▶ _Texto para leitura_
------------------------------
07 julho 2006

Liberdade ameaçada

(Matéria originalmente publicada na revista Viração, São Paulo, novembro/2005)

Em nome da guerra ao terror, governo britânico lança plano que pode ir contra os direitos humanos; os jovens protestam

Mariana Cacau, de Londres (Inglaterra)

A vida dos jovens ingleses vem mudando a cada dia que passa. Londres, uma cidade cosmopolita que abriga gente de mais de 50 países e que fala quase 40 idiomas, está vivendo uma grande ameaça contra a liberdade civil e os direitos humanos devido a uma lei antiterrorista que está sendo criada, e que pode ser implantada a qualquer momento na Inglaterra.

Em artigo publicado em um jornal inglês no início deste ano, o primeiro-ministro britânico, Tony Blair, já havia defendido um pacote de medidas que incluía a prisão de suspeitos de terrorismo. Hoje, três meses depois dos atentados terroristas em Londres que mataram mais de 50 pessoas, o premiê apresentou oficialmente seu projeto de lei que pode dar poderes à polícia de prender um suspeito por até três meses sem nenhuma acusação formal, alegando que a proteção da população contra o terrorismo é sua principal tarefa.
------------------------------
▶ _Tarefa solicitada 1_
Extraia dos registros, sem nenhuma alteração, as linhas que começam na que contém "One point belongs to every instance of the shoulder" e terminam no fim dos registros, incluindo as duas pontas.
------------------------------
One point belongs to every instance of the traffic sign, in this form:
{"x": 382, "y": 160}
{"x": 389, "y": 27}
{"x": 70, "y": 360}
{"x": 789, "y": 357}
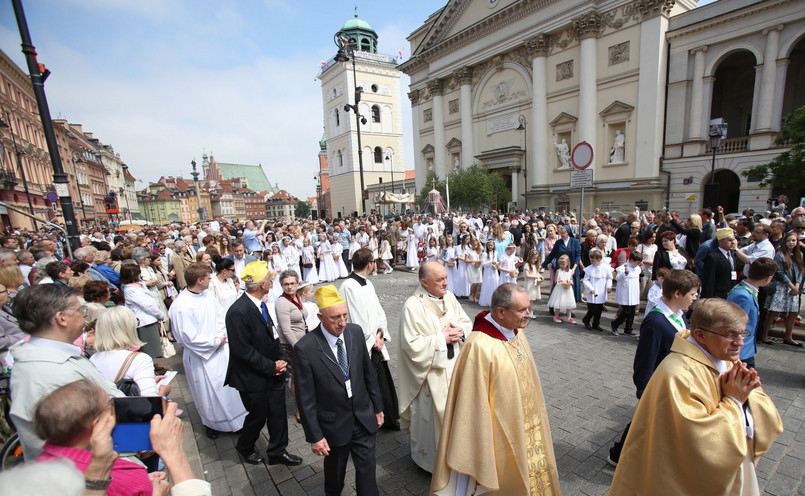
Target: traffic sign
{"x": 582, "y": 155}
{"x": 581, "y": 179}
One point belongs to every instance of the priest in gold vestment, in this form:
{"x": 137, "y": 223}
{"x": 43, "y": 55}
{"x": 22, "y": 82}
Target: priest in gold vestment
{"x": 703, "y": 421}
{"x": 496, "y": 439}
{"x": 432, "y": 327}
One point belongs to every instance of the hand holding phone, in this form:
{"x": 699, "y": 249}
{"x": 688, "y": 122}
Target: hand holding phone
{"x": 133, "y": 415}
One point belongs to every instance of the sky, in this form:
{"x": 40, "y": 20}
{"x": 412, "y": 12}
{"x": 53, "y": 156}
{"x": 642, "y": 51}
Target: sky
{"x": 164, "y": 81}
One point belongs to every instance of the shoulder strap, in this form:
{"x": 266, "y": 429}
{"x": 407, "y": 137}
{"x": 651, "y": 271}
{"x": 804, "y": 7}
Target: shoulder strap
{"x": 125, "y": 366}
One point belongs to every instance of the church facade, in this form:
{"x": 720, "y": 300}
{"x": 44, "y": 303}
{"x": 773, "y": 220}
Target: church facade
{"x": 516, "y": 85}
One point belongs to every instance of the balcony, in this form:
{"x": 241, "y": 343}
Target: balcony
{"x": 8, "y": 178}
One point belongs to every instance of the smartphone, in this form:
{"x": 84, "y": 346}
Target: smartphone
{"x": 133, "y": 416}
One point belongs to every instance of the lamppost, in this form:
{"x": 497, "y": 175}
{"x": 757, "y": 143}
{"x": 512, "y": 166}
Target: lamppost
{"x": 346, "y": 51}
{"x": 19, "y": 153}
{"x": 195, "y": 174}
{"x": 522, "y": 127}
{"x": 78, "y": 185}
{"x": 391, "y": 164}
------------------------------
▶ _Tarefa solicitada 2_
Resuma em duas frases a matéria sobre a lei antiterrorista britânica.

▶ _Resposta 1_
One point belongs to every instance of the shoulder strap, in this form:
{"x": 266, "y": 429}
{"x": 407, "y": 137}
{"x": 651, "y": 271}
{"x": 804, "y": 7}
Target: shoulder strap
{"x": 125, "y": 366}
One point belongs to every instance of the church facade, in this form:
{"x": 720, "y": 300}
{"x": 44, "y": 303}
{"x": 773, "y": 220}
Target: church facade
{"x": 516, "y": 85}
One point belongs to every instance of the balcony, in this form:
{"x": 241, "y": 343}
Target: balcony
{"x": 8, "y": 178}
One point belongs to every instance of the smartphone, in this form:
{"x": 84, "y": 346}
Target: smartphone
{"x": 133, "y": 416}
One point belongs to every instance of the lamppost, in this form:
{"x": 497, "y": 175}
{"x": 757, "y": 143}
{"x": 512, "y": 166}
Target: lamppost
{"x": 346, "y": 51}
{"x": 19, "y": 153}
{"x": 195, "y": 174}
{"x": 522, "y": 127}
{"x": 78, "y": 185}
{"x": 391, "y": 164}

▶ _Resposta 2_
Em Londres, cidade que abriga gente de mais de 50 países, uma lei antiterrorista em preparação ameaça a liberdade civil e os direitos humanos. Três meses após os atentados que mataram mais de 50 pessoas, Tony Blair apresentou um projeto que pode dar à polícia o poder de prender suspeitos por até três meses sem acusação formal, alegando que proteger a população contra o terrorismo é sua principal tarefa.